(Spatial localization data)
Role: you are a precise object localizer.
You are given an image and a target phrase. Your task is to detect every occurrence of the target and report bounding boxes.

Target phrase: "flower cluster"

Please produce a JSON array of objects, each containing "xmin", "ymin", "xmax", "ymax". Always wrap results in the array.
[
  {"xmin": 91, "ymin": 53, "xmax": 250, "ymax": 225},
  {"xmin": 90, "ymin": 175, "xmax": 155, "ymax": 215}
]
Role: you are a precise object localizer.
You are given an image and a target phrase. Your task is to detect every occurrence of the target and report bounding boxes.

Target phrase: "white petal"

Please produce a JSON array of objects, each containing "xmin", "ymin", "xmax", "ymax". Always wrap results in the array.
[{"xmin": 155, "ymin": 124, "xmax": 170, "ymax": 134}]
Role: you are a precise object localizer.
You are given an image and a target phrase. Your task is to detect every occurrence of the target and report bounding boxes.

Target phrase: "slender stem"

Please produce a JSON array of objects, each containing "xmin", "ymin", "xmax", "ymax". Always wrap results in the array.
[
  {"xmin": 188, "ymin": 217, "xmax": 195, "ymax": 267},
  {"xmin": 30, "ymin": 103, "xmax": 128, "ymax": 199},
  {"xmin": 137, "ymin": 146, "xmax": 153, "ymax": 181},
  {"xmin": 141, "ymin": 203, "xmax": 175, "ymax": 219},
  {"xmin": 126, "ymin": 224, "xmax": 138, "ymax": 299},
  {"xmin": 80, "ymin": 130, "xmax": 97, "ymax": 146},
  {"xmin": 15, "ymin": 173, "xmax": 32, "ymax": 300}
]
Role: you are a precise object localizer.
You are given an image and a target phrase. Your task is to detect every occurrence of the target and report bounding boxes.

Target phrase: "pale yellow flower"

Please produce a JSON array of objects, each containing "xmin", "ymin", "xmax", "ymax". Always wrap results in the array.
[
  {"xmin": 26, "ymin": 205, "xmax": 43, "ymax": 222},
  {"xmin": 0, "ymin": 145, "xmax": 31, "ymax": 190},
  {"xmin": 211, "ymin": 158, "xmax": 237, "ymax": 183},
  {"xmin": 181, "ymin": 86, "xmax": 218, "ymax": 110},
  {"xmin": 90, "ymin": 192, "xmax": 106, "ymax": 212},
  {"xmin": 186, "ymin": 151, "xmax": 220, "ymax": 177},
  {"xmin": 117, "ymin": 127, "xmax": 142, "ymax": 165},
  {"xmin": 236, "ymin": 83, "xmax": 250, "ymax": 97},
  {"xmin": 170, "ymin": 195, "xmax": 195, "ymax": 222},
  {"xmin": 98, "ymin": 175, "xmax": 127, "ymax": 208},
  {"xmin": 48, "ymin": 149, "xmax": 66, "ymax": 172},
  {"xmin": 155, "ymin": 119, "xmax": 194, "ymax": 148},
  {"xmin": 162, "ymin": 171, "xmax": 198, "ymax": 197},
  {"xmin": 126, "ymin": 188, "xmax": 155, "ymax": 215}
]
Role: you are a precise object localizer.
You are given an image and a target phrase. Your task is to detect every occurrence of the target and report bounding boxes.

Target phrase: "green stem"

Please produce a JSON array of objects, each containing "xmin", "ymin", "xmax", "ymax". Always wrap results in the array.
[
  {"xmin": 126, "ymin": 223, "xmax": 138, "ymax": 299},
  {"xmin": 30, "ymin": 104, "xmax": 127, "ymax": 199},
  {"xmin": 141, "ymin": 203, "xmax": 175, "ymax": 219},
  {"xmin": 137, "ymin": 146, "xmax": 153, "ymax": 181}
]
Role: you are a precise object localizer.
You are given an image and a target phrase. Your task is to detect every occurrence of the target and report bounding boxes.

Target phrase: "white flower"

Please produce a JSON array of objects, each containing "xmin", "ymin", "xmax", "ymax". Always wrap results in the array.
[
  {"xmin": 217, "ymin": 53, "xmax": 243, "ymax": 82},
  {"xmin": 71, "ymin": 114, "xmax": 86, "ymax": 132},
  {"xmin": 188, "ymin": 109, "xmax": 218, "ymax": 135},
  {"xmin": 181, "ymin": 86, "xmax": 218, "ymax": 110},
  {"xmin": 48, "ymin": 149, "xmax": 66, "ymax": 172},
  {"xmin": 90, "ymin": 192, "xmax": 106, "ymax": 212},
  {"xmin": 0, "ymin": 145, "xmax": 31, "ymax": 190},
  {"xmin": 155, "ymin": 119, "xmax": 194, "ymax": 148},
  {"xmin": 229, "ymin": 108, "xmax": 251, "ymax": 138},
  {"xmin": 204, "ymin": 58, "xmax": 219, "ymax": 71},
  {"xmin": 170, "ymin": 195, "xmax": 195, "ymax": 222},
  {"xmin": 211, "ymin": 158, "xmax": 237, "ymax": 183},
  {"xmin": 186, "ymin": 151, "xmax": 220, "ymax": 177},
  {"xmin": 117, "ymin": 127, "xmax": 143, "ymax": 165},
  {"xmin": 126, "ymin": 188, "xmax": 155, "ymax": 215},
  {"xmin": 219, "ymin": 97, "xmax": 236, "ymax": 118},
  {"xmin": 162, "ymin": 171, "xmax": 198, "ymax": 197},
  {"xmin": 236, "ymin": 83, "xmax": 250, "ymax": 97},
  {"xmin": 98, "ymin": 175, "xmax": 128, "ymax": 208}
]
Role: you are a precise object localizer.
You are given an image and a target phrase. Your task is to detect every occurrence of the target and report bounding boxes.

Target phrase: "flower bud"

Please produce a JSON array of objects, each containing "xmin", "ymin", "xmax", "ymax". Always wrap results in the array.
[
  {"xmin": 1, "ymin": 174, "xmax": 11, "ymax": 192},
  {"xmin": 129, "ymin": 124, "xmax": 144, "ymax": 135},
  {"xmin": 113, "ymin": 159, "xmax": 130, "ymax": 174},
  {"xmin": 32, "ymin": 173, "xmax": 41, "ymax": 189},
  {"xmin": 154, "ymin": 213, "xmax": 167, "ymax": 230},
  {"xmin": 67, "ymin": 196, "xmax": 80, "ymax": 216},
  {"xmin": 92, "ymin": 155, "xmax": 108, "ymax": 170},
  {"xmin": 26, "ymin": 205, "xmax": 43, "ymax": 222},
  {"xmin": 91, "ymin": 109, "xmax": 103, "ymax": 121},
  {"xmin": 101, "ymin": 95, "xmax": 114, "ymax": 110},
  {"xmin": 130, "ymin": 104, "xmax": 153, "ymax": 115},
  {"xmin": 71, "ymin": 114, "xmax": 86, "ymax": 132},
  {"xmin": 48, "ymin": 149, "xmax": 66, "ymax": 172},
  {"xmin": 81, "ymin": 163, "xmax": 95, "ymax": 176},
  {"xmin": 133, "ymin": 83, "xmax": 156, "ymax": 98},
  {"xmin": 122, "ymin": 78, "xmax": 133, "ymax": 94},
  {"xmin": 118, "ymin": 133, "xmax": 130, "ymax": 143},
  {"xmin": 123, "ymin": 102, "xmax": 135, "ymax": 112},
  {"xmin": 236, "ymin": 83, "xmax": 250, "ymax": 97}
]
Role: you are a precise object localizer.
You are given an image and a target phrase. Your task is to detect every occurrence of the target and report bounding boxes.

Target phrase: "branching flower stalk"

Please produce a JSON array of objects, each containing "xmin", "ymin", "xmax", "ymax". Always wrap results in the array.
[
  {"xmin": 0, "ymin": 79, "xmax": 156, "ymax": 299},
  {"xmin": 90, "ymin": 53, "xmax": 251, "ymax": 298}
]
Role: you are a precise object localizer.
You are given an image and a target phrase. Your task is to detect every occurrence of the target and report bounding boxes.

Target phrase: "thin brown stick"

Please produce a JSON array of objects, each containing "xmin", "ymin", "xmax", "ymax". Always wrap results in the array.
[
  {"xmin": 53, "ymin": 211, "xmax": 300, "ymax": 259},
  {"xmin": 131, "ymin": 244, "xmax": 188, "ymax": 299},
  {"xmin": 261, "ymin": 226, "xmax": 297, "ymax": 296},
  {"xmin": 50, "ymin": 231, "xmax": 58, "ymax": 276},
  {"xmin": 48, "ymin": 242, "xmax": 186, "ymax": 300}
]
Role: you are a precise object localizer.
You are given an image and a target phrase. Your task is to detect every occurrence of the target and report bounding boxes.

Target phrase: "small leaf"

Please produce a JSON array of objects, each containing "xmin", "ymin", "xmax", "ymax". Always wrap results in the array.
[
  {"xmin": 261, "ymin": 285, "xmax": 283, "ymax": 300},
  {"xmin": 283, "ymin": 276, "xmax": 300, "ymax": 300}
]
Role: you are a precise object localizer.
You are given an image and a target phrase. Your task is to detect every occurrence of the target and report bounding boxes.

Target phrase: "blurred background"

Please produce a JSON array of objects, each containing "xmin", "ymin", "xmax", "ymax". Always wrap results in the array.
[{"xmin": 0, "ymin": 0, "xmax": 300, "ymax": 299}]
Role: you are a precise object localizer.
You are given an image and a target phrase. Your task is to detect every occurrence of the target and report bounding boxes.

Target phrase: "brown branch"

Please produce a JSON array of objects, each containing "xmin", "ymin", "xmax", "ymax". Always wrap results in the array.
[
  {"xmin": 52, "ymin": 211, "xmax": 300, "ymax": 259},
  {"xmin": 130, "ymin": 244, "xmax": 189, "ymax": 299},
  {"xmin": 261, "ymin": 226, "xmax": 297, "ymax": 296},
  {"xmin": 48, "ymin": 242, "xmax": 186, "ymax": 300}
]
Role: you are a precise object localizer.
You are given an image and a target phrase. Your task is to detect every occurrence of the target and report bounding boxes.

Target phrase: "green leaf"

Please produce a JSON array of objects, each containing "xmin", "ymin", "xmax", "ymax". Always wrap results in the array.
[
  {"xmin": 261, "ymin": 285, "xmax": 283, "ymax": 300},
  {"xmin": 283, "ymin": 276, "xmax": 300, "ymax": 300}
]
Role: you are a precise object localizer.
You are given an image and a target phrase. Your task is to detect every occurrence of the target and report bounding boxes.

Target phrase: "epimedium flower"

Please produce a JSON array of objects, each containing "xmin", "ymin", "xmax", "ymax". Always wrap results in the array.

Task ▸ Copy each line of the data that contains the word "brown".

Answer to this task ▸
Target phrase: "thin brown stick"
Target phrase: "brown branch"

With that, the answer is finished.